Please take the lines from the one holding "[locate] the paving" through the one holding "[locate] the green leaf" in the data below and copy them exactly.
+++ EXTRACTED RECORDS +++
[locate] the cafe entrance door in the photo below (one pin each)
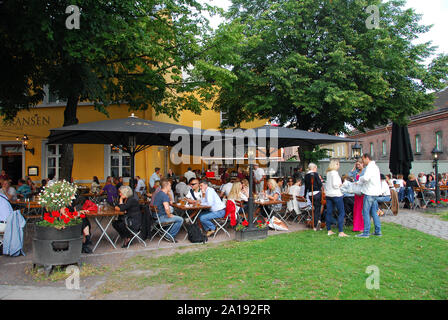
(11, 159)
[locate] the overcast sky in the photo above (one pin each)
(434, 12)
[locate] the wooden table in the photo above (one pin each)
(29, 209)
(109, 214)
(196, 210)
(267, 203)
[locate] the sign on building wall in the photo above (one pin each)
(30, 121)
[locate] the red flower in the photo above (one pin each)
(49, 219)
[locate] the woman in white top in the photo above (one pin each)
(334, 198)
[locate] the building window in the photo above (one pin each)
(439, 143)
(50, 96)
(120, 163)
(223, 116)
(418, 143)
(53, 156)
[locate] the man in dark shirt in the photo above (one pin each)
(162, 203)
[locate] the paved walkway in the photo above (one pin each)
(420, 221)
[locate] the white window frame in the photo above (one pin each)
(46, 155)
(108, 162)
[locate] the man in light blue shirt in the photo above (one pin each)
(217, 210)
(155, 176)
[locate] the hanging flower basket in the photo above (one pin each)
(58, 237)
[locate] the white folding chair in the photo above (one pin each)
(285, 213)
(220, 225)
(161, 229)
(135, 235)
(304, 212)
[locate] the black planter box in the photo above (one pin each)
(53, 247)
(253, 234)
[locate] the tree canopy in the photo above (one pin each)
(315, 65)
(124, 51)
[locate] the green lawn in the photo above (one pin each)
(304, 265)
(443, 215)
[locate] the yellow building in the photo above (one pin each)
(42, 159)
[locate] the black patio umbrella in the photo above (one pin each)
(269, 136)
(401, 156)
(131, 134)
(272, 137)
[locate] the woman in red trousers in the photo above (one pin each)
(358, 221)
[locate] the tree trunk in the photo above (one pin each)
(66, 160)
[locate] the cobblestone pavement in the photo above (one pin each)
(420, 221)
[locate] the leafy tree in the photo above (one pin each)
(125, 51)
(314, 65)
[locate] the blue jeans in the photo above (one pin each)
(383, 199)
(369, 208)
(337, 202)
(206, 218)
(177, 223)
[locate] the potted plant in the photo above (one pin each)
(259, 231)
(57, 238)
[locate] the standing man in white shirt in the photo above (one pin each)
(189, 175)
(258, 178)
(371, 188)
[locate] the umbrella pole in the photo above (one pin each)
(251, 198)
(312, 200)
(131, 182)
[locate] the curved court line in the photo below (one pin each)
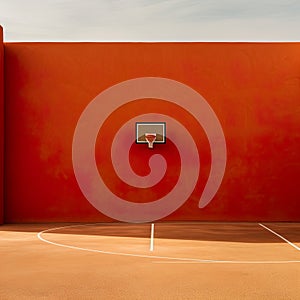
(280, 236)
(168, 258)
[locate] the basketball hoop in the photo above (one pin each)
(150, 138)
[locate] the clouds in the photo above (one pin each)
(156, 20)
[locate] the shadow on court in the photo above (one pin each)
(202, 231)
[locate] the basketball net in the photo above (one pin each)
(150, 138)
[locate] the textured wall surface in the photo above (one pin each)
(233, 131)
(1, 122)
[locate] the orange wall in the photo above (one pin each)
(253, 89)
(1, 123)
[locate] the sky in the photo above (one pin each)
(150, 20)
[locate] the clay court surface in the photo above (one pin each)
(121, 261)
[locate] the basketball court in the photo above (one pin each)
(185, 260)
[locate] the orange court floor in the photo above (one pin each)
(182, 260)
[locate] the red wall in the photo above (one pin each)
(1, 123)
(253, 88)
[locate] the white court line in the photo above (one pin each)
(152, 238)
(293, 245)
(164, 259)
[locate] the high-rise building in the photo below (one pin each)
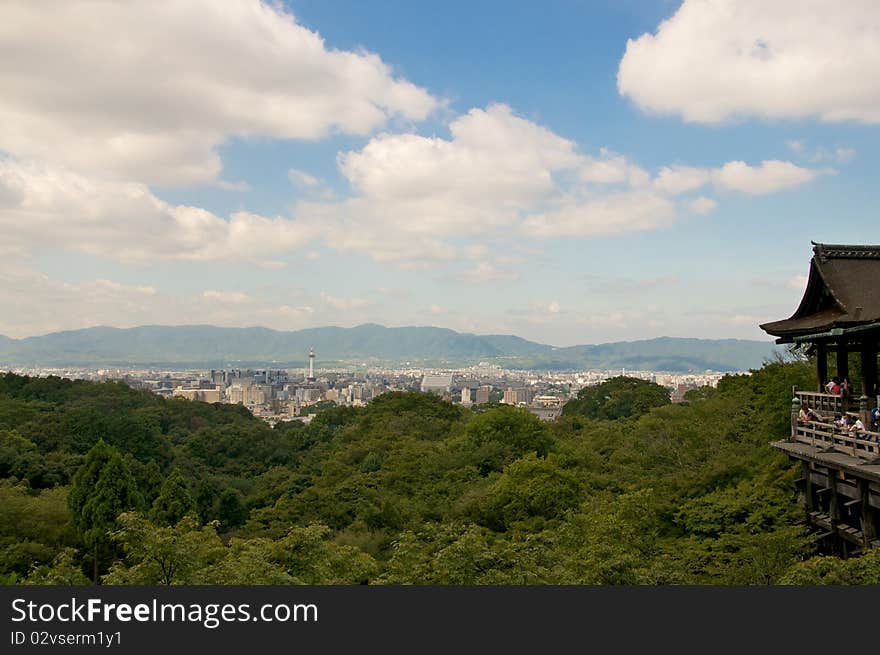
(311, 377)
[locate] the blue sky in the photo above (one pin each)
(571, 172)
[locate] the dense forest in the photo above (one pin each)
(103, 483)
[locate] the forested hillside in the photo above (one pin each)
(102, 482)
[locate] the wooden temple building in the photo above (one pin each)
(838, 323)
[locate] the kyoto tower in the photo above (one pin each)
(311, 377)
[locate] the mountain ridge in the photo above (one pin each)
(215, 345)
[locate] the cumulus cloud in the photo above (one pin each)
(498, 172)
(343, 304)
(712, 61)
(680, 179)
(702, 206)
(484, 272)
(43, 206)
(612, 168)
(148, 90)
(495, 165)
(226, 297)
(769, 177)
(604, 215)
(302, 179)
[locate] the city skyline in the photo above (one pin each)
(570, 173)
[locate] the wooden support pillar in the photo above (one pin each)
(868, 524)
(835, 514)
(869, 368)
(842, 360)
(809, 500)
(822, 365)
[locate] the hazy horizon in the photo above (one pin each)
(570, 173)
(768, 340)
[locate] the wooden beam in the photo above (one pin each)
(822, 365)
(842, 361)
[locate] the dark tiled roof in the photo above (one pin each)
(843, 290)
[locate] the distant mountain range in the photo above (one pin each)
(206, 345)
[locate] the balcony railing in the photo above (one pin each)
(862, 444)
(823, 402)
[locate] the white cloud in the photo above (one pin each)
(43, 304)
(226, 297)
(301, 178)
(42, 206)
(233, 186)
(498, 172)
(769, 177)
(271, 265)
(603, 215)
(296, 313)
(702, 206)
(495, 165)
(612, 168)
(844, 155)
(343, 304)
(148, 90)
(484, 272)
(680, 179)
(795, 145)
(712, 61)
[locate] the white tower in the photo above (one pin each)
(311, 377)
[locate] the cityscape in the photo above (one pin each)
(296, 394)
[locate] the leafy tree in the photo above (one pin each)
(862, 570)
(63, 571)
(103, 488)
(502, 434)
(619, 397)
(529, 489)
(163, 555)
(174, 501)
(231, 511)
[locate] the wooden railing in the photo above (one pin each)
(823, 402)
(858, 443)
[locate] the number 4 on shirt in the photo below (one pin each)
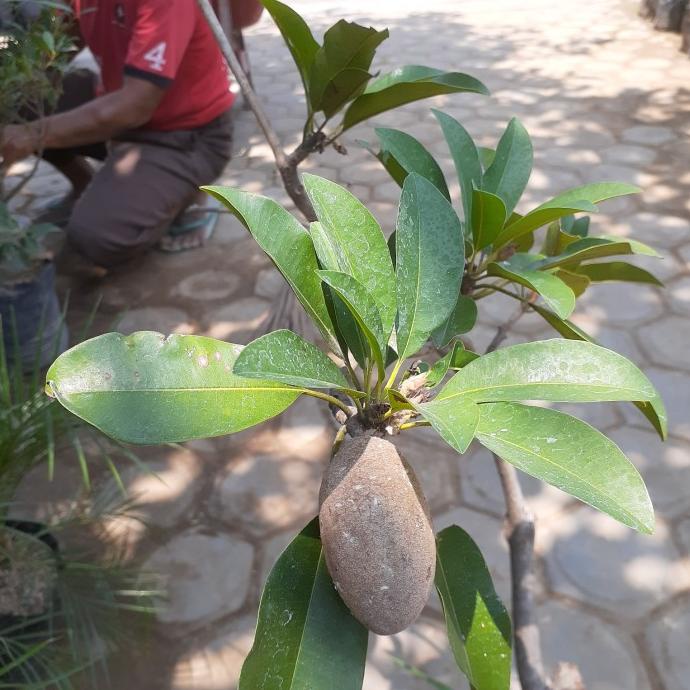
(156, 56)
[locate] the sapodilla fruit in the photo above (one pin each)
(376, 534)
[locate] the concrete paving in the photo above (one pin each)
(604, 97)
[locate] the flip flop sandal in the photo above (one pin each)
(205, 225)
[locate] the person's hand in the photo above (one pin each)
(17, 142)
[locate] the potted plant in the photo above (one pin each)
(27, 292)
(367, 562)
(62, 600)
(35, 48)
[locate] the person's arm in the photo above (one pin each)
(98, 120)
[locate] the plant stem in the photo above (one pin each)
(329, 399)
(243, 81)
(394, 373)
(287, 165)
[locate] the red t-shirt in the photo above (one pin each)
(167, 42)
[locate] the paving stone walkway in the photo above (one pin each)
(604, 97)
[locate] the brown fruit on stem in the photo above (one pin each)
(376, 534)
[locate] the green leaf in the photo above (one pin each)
+++
+++ EXTRACTED RECORDS +++
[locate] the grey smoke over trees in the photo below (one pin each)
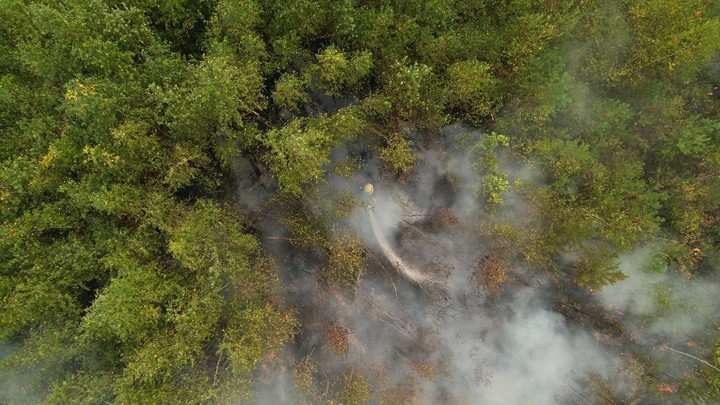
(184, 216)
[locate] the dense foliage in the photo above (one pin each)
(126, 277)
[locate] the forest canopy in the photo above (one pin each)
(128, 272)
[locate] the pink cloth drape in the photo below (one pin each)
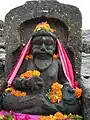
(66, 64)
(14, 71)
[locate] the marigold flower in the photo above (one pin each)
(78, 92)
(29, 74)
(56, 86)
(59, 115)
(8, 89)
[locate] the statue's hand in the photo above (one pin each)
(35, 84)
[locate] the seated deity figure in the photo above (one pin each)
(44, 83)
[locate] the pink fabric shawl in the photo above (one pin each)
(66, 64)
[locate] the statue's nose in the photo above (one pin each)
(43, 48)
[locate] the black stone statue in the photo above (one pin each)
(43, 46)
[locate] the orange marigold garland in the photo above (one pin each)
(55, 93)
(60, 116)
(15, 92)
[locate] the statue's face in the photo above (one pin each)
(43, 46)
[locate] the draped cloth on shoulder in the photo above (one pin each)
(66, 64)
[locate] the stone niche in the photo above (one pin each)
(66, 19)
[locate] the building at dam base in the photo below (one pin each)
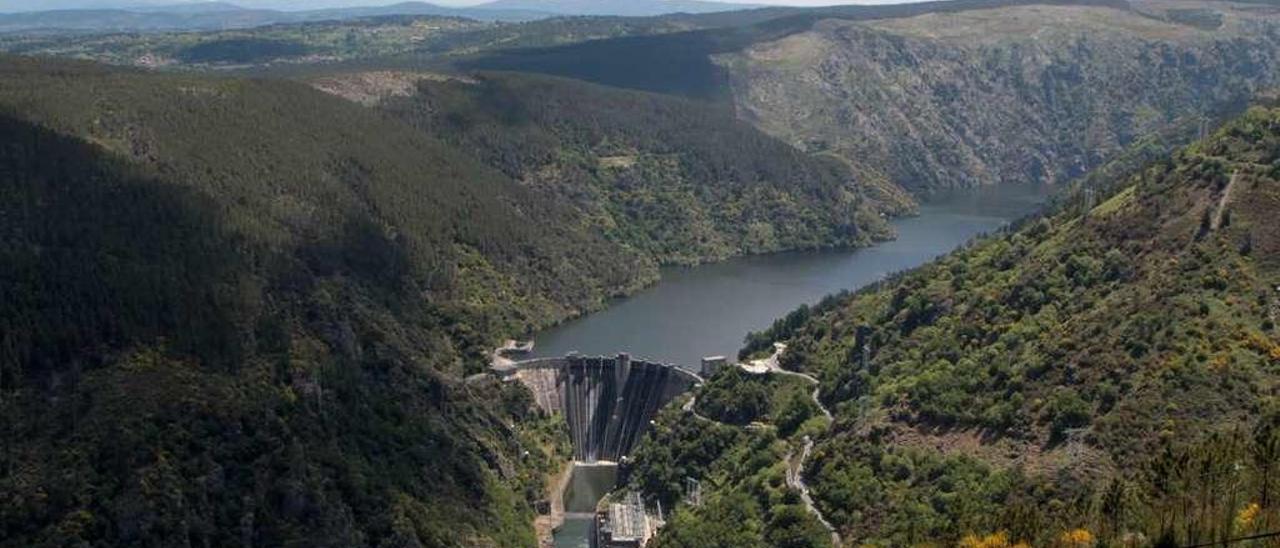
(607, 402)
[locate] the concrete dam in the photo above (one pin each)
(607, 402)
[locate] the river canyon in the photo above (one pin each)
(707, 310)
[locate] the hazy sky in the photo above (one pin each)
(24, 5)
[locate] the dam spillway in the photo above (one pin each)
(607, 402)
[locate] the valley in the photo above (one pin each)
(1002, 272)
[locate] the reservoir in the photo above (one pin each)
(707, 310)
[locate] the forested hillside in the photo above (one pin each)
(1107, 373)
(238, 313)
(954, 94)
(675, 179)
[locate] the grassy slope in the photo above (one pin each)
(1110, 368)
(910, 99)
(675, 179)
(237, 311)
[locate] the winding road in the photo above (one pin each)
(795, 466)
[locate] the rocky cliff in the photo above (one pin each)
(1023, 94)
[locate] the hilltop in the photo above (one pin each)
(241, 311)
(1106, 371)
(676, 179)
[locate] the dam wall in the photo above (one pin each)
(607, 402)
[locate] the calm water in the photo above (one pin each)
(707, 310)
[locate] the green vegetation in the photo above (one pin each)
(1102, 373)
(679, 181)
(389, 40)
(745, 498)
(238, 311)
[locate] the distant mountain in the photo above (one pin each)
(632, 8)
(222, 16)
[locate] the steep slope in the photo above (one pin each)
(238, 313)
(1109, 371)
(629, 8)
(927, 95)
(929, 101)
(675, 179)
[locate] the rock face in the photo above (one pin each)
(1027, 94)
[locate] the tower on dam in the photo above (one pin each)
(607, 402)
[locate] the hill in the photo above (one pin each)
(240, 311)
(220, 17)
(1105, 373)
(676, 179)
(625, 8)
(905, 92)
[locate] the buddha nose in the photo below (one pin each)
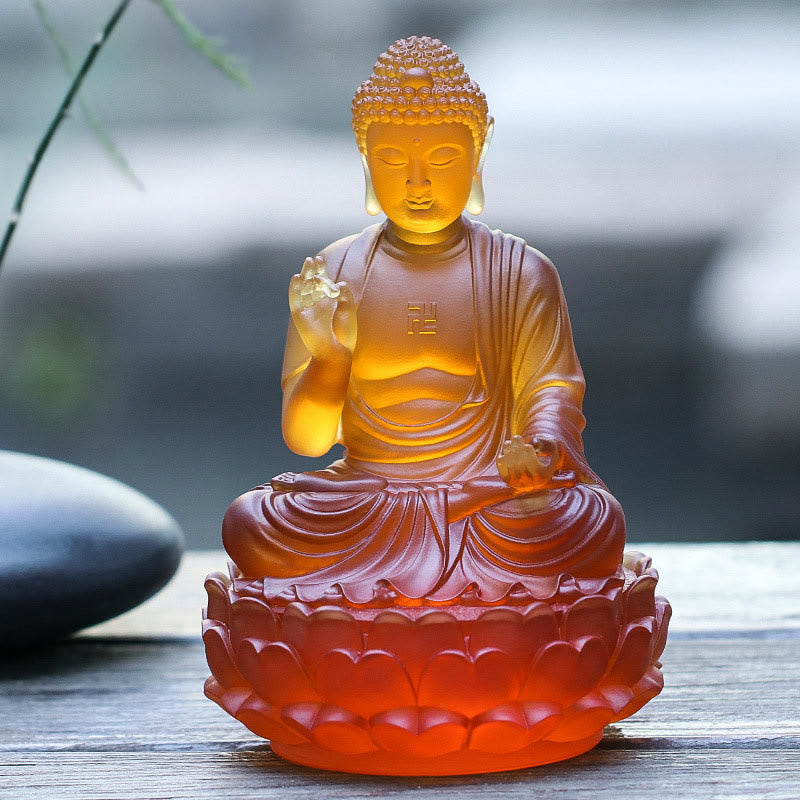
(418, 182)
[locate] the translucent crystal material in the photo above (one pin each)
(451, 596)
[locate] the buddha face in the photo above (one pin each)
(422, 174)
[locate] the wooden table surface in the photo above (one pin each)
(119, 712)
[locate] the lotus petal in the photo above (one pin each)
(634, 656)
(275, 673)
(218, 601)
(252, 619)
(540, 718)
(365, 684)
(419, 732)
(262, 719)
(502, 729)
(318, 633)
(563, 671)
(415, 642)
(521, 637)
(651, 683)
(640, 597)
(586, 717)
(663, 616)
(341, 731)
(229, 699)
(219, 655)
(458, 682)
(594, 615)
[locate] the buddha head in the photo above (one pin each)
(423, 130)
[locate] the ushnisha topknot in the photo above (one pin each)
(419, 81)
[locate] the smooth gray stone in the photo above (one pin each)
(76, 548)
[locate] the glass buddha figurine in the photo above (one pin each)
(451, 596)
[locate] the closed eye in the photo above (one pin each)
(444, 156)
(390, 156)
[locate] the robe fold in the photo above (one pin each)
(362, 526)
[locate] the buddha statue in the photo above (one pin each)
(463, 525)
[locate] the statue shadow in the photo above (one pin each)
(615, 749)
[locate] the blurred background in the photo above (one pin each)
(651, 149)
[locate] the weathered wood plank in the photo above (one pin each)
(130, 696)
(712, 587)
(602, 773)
+++
● ANSWER BOX:
[locate] the paving stone walkway in the photo above (one pin each)
(604, 97)
[locate] the brown fruit on stem in the photo above (one pin each)
(376, 534)
[locate] the green leaf in the photo above (one pin each)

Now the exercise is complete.